## Die Aufgabe
Welche Zeilen der folgenden Datensätze enthalten die Zeichenkette „yellow“? Finde jede dieser Zeilen und gib sie vollständig wieder, wobei Groß- und Kleinschreibung zählt.

★ ★ ★ ★

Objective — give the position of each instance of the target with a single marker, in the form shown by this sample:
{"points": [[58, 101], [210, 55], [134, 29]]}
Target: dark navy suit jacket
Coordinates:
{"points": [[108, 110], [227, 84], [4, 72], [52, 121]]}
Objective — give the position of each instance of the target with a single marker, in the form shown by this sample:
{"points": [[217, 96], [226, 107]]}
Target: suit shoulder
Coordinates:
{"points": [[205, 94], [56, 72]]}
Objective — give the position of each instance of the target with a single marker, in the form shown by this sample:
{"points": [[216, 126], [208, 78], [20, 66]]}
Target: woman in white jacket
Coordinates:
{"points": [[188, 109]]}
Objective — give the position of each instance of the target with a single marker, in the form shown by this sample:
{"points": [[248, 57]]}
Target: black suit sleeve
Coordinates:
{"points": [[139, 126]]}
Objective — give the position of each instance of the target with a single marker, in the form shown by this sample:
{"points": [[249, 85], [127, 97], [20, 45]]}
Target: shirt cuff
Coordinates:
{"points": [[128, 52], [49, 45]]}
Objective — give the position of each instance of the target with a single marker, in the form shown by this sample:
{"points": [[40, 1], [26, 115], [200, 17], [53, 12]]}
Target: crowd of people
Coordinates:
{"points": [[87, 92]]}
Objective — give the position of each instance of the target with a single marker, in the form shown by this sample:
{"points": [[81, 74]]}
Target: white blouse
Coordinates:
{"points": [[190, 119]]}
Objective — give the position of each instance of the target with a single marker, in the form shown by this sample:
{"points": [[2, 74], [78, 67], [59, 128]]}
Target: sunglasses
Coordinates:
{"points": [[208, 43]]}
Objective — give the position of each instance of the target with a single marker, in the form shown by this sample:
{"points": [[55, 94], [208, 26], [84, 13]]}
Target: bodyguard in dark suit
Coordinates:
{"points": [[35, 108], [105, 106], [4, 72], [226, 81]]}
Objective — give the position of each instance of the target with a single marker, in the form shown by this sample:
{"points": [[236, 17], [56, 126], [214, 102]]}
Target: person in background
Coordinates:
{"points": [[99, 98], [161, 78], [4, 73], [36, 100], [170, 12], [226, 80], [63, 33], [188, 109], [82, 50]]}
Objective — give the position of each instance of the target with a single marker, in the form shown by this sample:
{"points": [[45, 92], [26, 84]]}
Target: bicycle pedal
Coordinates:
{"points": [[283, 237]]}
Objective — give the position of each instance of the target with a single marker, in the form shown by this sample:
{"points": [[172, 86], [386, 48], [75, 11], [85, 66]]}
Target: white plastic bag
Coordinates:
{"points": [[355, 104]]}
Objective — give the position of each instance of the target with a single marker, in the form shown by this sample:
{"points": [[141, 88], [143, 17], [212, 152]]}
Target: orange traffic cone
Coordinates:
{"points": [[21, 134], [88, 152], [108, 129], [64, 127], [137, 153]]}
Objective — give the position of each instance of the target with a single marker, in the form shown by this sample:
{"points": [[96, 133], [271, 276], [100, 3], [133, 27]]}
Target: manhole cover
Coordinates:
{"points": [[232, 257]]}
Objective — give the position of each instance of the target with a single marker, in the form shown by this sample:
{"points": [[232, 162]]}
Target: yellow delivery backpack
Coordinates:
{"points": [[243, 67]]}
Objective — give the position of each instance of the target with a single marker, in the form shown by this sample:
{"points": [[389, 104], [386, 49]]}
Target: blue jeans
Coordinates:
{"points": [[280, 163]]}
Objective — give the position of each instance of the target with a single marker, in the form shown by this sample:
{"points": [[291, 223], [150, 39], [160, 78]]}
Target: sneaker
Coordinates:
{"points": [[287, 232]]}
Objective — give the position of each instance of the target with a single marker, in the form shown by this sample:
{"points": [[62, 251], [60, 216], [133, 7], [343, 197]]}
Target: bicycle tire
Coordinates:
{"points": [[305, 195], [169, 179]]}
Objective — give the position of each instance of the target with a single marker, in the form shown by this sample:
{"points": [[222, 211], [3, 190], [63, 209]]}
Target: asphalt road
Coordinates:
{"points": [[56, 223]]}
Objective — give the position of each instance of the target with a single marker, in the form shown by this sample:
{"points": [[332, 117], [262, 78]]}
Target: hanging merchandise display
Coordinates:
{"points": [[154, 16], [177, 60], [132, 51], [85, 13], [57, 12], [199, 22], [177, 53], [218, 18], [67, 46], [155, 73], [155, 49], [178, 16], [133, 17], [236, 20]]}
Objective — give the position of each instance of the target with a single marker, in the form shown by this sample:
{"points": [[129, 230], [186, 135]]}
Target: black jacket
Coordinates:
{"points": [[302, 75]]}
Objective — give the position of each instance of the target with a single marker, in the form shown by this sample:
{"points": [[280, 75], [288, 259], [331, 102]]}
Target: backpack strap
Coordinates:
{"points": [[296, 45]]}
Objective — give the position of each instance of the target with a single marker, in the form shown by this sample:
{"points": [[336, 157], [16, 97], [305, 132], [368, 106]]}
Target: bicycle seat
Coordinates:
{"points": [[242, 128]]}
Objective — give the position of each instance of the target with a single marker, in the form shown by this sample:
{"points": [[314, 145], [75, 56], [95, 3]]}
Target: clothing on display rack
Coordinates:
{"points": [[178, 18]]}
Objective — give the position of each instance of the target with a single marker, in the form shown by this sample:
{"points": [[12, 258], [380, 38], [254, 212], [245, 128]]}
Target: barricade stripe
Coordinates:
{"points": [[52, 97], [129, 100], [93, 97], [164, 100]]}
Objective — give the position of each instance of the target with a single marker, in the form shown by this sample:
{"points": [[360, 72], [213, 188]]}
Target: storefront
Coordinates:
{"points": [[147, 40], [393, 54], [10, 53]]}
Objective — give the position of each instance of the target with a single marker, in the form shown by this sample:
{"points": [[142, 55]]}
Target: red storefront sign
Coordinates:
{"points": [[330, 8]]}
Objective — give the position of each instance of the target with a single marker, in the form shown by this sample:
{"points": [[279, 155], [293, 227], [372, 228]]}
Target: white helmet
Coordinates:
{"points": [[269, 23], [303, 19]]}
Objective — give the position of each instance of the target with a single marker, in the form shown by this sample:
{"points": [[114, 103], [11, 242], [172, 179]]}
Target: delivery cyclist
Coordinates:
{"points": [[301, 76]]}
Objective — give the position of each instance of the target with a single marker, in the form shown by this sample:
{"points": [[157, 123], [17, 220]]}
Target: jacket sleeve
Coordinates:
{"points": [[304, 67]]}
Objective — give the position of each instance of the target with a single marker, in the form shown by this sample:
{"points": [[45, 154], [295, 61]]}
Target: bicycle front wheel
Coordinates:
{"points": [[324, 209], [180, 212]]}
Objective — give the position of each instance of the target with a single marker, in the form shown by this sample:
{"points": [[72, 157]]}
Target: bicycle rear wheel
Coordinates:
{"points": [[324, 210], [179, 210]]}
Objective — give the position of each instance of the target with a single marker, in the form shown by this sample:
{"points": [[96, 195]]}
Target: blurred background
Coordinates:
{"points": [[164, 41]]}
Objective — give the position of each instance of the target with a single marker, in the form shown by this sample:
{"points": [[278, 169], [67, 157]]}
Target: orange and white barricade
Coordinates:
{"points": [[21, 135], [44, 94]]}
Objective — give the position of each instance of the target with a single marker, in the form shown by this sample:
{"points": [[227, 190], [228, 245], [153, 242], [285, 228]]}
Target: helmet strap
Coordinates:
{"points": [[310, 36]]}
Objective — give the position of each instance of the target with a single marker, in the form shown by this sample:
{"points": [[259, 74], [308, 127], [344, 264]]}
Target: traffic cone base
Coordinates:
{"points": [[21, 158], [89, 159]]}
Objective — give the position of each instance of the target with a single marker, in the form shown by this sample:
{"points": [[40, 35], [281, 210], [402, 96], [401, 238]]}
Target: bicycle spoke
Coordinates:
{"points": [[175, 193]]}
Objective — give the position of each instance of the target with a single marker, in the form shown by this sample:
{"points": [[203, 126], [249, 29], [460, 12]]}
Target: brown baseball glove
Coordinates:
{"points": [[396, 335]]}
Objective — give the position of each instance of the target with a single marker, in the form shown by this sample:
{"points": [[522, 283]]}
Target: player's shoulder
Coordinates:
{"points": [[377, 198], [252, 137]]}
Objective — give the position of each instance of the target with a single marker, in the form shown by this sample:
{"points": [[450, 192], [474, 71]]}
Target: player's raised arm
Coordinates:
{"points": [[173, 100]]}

★ ★ ★ ★

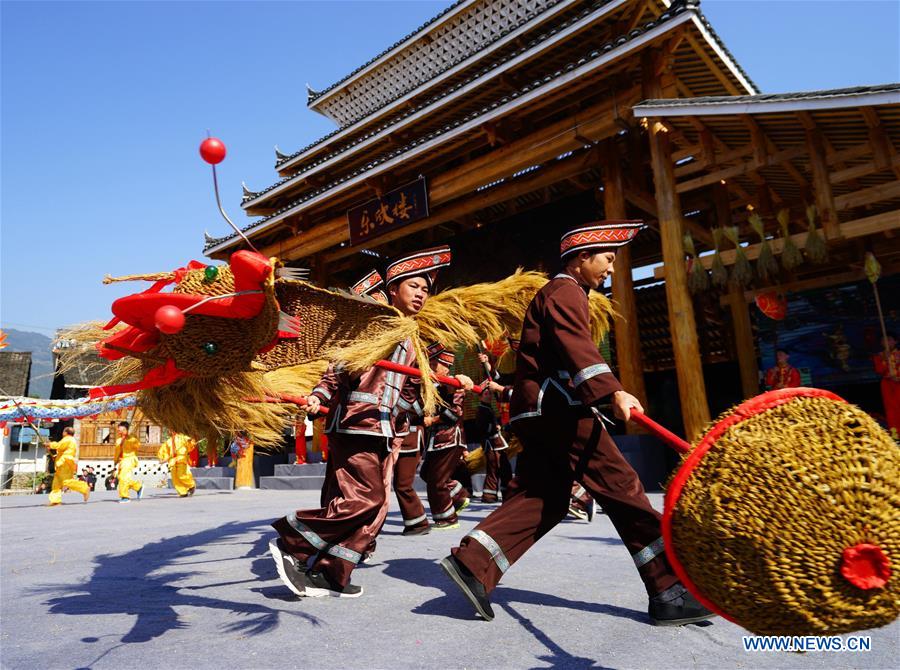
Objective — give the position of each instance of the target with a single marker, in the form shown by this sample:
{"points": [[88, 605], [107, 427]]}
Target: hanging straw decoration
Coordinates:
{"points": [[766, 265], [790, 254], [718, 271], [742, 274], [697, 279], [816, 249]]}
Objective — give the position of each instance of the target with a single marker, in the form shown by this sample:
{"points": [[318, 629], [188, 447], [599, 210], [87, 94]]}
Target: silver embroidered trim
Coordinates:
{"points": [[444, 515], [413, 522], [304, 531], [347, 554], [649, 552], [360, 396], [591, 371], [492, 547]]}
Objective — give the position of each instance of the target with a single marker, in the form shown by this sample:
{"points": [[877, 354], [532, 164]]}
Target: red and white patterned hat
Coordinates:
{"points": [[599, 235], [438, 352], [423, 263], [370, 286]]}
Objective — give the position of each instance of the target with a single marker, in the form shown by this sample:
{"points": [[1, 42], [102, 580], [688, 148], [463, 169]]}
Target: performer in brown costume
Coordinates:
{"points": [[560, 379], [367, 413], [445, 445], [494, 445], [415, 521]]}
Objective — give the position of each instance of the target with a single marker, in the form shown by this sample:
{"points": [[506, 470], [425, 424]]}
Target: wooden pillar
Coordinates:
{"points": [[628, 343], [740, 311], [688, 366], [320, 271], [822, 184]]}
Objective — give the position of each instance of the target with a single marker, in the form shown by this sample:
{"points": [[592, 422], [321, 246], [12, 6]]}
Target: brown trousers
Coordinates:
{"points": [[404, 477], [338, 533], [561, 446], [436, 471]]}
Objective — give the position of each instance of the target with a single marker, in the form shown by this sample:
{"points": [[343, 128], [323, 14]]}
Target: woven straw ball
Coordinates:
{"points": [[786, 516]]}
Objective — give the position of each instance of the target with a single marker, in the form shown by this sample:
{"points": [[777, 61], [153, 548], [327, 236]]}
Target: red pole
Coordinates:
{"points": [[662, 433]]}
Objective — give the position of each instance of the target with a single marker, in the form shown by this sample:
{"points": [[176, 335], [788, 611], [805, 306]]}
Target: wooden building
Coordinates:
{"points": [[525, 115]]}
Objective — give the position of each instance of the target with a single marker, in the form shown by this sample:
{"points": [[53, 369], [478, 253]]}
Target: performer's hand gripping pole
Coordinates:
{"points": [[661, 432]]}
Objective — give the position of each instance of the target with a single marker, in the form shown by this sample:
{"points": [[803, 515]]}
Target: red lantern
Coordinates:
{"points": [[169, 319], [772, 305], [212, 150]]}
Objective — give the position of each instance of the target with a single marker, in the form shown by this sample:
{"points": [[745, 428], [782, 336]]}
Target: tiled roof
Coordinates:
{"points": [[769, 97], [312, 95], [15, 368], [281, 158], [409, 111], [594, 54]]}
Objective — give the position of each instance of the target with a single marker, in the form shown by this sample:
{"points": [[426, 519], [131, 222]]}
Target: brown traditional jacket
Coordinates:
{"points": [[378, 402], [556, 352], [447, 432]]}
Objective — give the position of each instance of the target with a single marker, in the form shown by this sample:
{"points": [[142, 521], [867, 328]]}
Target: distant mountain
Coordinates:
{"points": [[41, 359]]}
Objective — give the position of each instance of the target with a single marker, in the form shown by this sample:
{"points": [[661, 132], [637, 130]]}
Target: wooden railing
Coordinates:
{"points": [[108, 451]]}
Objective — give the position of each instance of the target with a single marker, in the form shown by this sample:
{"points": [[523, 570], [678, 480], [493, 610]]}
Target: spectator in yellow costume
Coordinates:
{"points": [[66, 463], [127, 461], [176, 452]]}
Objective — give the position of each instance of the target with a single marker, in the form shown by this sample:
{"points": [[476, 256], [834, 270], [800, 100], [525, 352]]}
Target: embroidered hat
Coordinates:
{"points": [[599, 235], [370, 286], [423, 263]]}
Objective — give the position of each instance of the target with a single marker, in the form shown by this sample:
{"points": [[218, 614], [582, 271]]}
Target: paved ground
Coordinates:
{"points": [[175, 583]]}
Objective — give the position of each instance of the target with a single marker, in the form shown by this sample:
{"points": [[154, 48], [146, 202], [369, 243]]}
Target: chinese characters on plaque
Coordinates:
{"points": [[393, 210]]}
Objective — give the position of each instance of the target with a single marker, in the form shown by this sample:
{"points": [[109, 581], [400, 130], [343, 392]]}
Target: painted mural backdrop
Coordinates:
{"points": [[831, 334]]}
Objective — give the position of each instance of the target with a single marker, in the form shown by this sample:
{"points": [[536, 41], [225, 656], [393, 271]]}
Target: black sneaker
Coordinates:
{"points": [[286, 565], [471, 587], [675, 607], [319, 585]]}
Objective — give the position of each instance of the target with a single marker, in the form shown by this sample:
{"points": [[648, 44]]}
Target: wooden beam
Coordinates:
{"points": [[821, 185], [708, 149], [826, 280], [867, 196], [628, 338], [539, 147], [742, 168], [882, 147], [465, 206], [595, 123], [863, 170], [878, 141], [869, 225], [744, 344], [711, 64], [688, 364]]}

★ ★ ★ ★

## Lösung siehe unten
Target: yellow delivery backpack
Target: spectator in yellow costume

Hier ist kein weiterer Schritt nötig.